## Source document
+++++
# Anomaly Detection using K-Means and Spectral Clustering

## First: Importing the necessary libraries

In [3]:
import numpy as np
import pandas as pd
import time
from sklearn.preprocessing import OneHotEncoder
from sklearn.compose import ColumnTransformer
from sklearn.preprocessing import StandardScaler

## Second: Importing the dataset and preprocessing it

- We first load the data from the CSVs.
- We then proceed with preprocessing the data as follows:
    1. Split the labels from the data (last column) and place them in separate dataframes.
    2. Encode the categorical data using into one-hot vectors using the OneHotEncoder class.
    3. Scale the features using the StandardScaler class.

In [31]:
# Loading the data as indicated in the assignment
# kddcup.data.corrected is the training data, corrected is the testing data
training_data = pd.read_csv( 'archive/kddcup.data.corrected', header=None )
testing_data = pd.read_csv( 'archive/corrected', header=None )

# Separating the labels (last column) from the features in the training and testing data
X_train = training_data.iloc[:, :-1]
y_train = training_data.iloc[:, -1]

X_test = testing_data.iloc[:, :-1]
y_test = testing_data.iloc[:, -1]

# Concatenating the training and testing data vertically to perform OneHotEncoding on all the categorical features
X = pd.concat( [X_train, X_test] )

# Encoding the features into one-hot vectors using OneHotEncoder
# ColumnTransformer is used to apply the OneHotEncoder to the second, third and fourth columns (categorical features)
+++++
## Dataset excerpt
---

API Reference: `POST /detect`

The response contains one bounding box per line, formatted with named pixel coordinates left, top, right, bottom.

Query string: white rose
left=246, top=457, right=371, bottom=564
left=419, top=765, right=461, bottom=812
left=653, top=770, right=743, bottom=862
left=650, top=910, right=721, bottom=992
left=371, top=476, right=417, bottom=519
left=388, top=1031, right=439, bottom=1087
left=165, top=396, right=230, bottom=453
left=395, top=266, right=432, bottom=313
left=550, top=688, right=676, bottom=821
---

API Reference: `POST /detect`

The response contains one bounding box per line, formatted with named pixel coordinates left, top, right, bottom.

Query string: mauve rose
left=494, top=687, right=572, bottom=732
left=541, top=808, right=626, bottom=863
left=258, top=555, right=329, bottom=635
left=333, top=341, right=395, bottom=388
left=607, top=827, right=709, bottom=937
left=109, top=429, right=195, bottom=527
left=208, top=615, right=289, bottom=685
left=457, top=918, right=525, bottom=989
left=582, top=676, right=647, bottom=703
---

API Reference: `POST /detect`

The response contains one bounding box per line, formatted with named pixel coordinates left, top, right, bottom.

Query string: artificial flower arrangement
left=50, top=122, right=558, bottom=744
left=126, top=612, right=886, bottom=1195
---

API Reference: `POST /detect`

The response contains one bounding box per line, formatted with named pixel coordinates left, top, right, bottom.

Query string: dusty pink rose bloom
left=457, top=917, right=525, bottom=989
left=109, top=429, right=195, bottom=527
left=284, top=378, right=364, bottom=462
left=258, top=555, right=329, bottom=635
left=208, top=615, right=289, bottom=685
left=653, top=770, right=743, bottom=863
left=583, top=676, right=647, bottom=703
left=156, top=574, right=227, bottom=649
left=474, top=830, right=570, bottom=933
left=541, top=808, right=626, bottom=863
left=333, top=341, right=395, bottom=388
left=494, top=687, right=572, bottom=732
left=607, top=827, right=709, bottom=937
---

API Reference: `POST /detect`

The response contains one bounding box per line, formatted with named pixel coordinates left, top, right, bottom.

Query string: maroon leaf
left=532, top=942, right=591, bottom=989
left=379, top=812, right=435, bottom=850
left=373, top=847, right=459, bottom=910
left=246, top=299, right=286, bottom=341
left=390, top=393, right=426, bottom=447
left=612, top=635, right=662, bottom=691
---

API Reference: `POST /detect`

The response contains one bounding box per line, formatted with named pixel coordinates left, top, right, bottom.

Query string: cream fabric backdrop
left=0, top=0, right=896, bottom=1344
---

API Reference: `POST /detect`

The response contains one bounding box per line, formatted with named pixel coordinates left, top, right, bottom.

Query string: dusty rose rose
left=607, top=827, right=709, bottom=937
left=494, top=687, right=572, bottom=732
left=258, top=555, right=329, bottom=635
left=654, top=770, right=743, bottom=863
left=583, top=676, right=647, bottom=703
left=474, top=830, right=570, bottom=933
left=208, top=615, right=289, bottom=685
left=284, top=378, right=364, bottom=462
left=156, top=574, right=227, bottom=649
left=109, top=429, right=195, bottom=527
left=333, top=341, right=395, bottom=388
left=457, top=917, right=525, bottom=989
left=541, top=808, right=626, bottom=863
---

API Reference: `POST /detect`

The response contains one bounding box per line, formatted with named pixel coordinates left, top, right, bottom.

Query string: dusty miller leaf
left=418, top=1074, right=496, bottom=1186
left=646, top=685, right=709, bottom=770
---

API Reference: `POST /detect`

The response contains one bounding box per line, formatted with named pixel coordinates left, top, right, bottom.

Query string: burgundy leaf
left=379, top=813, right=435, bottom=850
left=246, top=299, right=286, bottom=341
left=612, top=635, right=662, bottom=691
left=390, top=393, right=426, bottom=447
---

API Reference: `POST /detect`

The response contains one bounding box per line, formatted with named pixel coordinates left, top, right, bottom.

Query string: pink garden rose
+++++
## Task A
Retype the anomaly detection notebook from "- We then proceed" to "the OneHotEncoder class.".
## Task B
Write the next part of the anomaly detection notebook, picking up after its last line.

## Task answer A
- We then proceed with preprocessing the data as follows:
    1. Split the labels from the data (last column) and place them in separate dataframes.
    2. Encode the categorical data using into one-hot vectors using the OneHotEncoder class.

## Task answer B
# The remainder is set to 'passthrough' to keep the other columns unchanged (numerical features)
col_trans = ColumnTransformer( transformers=[('encoder', OneHotEncoder(), [1, 2, 3])], remainder='passthrough' )
X = col_trans.fit_transform(X)

# Separating the training and testing data again after OneHotEncoding
X_train = X[:len(X_train)]
X_test = X[len(X_train):]

# Feature Scaling since some features have a much higher range than others
scaler = StandardScaler()
X_train = pd.DataFrame( scaler.fit_transform( X_train ) )
X_test = pd.DataFrame( scaler.transform( X_test ) )

In [32]:
# Randomly picking 10000 samples from the training data to speed up the training process (for testing purposes only)
X_train = X_train.sample(10000, random_state=0)

In [33]:
try:
    print('Number of unique labels in the training data: ', len(y_train.unique()))
    print('-' * 30)
    print('Number of unique labels in the testing data: ', len(y_test.unique()))
except NameError:
    print('\033[91m' + 'NameError: y_train or y_test is not defined' + '\033[0m')

Number of unique labels in the training data:  23
------------------------------
Number of unique labels in the testing data:  38


## Third: Applying K-Means and Normalized Cut

### Supplementary Functions

In [26]:
# This function will be used to calculate the euclidean distance between two data points
def euclidean_distance( row, centroid, data ):
    distance = 0.0
    for column in data.columns:
        distance += (row[column] - centroid[column])**2
    return np.sqrt(distance)


# This function will be used to calculate the mean of the data points in a cluster.
def calculate_mean( data ):
    mean = pd.DataFrame(columns=data.columns)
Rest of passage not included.